Complete the following:
1) Please restate the Cabeza de Vaca text from "The other two" to "returned to Spain.", replacing "boats" with "vessels".
2) Write the next part of the account of Cabeza de Vaca, starting after its last sentence.

Reading text:
Cabeza de Vaca, Alvar Nunez (ca. 1490-ca. 1557) conquistador, colonial governor
A member of the ill-fated Florida expedition of Panfilo DE Narvaez in 1527, Alvar Nunez Cabeza de Vaca survived shipwreck, hunger, and slavery before returning to Spain in 1536 and writing a report of his experiences that became one of the crucial European documents relating to North America during the first half of the 16th century.
Cabeza de Vaca was second in command when Narvaez landed in Florida with an expedition of between 300 and 400 men on April 14, 1528. The expedition found itself in trouble from the beginning. They had left Cuba without enough supplies, and of the 180 HORSEs they had brought, only 42 survived the trip to Florida. They spent two weeks exploring the area, hoping to find GOLD. They met Indians but found no gold and so moved on. Narvaez, against the advice of Cabeza de Vaca, divided the party in two. A hundred men were to sail north along the coast of Florida, while the rest of the party traveled overland. The two parties soon lost contact with each other, and the sea party, after searching for a year, returned to New Spain. The land party, with Narvaez in command, covered only about eight miles a day. They found almost nothing to eat, relying instead on bacon and biscuits that they had brought. For 15 days they saw neither Indians nor settlements. After crossing a large river they met a party of Indians who fed them maize (see corn). Later in the journey they met another party of Indians, who brought them more maize and then followed them at a distance. By the time the expedition reached northern Florida, near present-day Tallahassee, relations with the Indians had deteriorated, and the Spaniards were exhausted and battling illness. Having discovered no gold, they decided to return to New Spain. They built five boats and set sail in September 1528, heading west. They drifted past the Mississippi River and toward Texas. The trip was very difficult; the survivors had very little food and did not have enough water to drink. By the time Cabeza de Vaca reached land, in November, three of the boats, including the one commanded by Narvaez, had disappeared.
The other two boats, with Cabeza de Vaca and an unknown number of additional survivors, landed on a sandbar or island near Galveston Bay. In the years that followed, almost all the Spanish died. Some starved, died from exposure to the cold, or were killed by Indians; others traveled out of the area and were lost. Of the men who had landed in Florida, only four ever returned to Spain.
Soon after their shipwreck, Cabeza de Vaca and his companions encountered Karankawa Indians who indicated that they should heal the sick. When Cabeza de Vaca and his companions were unwilling, the Indians refused to feed them until they tried. The Spaniards prayed over the sick Indians, and Cabeza de Vaca reported that “all those for whom we prayed told the others that they were well and healthy.” For a time the Indians treated them well, giving them food and hides. Because of linguistic and cultural barriers, Cabeza de Vaca and his companions did not understand the peoples they met, and for reasons that are unclear the Indians later enslaved them. Cabeza de Vaca remained in slavery for more than a year. He then resolved to escape, for, as he wrote,
I could not bear the life I was leading. . .for among many other labors, I had to gather the roots they used for food, under water and among the reeds where they grew on the land; and my fingers were so lacerated from this that if a blade of straw touched them they bled, and the reeds tore me all over my body because many reeds were broken and I had to go into the middle of them with the little clothing that I wore.

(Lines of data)
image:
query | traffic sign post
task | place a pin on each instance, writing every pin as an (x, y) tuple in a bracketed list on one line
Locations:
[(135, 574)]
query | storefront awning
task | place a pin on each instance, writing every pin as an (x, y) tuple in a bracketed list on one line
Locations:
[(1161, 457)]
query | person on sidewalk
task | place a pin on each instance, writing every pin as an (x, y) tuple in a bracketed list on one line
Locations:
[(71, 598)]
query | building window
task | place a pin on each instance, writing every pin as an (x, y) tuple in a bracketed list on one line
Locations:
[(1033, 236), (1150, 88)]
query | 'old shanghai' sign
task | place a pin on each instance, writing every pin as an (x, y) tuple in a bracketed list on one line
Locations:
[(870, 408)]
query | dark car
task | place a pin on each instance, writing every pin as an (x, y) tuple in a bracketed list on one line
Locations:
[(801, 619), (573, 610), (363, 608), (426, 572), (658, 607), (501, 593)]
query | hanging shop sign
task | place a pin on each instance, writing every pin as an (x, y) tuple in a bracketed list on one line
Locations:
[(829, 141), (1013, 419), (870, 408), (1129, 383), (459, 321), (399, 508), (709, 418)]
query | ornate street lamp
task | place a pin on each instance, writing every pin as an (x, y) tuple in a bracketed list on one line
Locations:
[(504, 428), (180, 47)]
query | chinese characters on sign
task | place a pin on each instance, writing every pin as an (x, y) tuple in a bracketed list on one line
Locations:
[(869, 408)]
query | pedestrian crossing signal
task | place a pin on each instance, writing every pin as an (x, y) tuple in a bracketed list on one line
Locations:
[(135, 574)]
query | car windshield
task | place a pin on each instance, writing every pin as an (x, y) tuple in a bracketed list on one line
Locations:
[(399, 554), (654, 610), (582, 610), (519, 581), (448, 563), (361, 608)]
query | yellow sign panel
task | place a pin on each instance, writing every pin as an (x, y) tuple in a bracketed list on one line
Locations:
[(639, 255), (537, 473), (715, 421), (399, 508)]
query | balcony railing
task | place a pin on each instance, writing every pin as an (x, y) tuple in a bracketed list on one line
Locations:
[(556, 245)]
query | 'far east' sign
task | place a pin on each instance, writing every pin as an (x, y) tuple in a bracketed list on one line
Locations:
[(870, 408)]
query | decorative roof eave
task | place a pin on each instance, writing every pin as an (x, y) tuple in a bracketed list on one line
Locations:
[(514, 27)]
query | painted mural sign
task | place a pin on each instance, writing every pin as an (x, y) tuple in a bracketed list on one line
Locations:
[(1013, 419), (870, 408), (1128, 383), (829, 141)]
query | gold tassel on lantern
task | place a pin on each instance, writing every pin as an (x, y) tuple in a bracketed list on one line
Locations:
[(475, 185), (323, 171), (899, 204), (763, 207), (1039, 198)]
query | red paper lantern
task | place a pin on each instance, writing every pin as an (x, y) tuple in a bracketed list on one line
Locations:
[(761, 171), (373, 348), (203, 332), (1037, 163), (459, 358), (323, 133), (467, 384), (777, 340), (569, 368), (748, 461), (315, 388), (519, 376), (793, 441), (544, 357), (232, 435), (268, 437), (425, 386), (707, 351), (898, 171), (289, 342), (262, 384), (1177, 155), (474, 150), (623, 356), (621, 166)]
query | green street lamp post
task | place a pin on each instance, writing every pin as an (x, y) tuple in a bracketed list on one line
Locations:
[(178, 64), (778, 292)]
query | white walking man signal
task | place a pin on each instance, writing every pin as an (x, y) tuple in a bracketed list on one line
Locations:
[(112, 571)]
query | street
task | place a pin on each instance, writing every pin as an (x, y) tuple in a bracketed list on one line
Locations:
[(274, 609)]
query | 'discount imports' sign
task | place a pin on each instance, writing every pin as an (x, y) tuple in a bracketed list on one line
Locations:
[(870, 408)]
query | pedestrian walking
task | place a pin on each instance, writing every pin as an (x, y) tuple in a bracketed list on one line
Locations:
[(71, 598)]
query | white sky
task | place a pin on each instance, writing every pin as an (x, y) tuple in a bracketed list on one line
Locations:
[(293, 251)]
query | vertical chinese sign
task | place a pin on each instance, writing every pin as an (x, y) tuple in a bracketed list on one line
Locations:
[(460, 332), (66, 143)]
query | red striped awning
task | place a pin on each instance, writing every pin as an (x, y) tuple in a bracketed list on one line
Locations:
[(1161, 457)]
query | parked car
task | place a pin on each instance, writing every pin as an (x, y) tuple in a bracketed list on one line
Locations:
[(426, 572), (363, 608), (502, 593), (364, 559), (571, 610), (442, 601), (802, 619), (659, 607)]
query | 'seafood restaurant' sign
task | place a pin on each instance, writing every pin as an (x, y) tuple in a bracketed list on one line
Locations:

Responses per task:
1)
The other two vessels, with Cabeza de Vaca and an unknown number of additional survivors, landed on a sandbar or island near Galveston Bay. In the years that followed, almost all the Spanish died. Some starved, died from exposure to the cold, or were killed by Indians; others traveled out of the area and were lost. Of the men who had landed in Florida, only four ever returned to Spain.

2)
Cabeza de Vaca escaped from the Karankawas and established himself as a healer and trader, traveling from one Indian group to another through what is now Texas and northern Mexico. Along his journey he encountered three other survivors of the Narvaez expedition: Alonso del Castillo, Andres Dorantes, and Estevanico, an African slave. Beginning in September 1534 the four of them traveled together. They learned to communicate with members of various Indian nations and presented themselves as holy men and healers. As they wandered they were accompanied by Indians who fed and protected them.
Cabeza de Vaca and his surviving companions encountered Indian groups about whom very little is known, and their relations with them are hard to interpret. His experience was unlike that of most Spaniards in the New World: when he washed up on a Texas island, he had neither weapons, horses, nor European technology. He, rather than they, was powerless. As he traveled his opinion of the Indians improved, and he later sought to defend them against Spanish abuses. Like other Spaniards of his time, he believed that the Indians must convert to Catholicism and that the Spanish had a right to colonize Indian lands. When he met Spanish slave raiders in northern Mexico in 1536, they wanted to enslave the Indians with whom he had traveled. Cabeza de Vaca was angry at the thought and portrayed himself as a very different kind of Spaniard. According to his account, the Indians refused to believe that Cabeza de Vaca and the Spaniards were really of the same people. They said that “the Christians were lying, for we came from where the sun rises and they from where it sets; and that we cured the sick and they killed the healthy; and that we had come naked and barefoot and they well dressed and on horses and with lances; and that we did not covet anything, rather we returned everything that they gave us and were left with nothing, and the only aim of the others was to steal everything they found. . . .”
After eight years of travel, Cabeza de Vaca and his companions reached the village of Culiacan in April 1536. Cabeza de Vaca returned to Spain and stayed there for more than three years, during which he edited his account of his travels in America.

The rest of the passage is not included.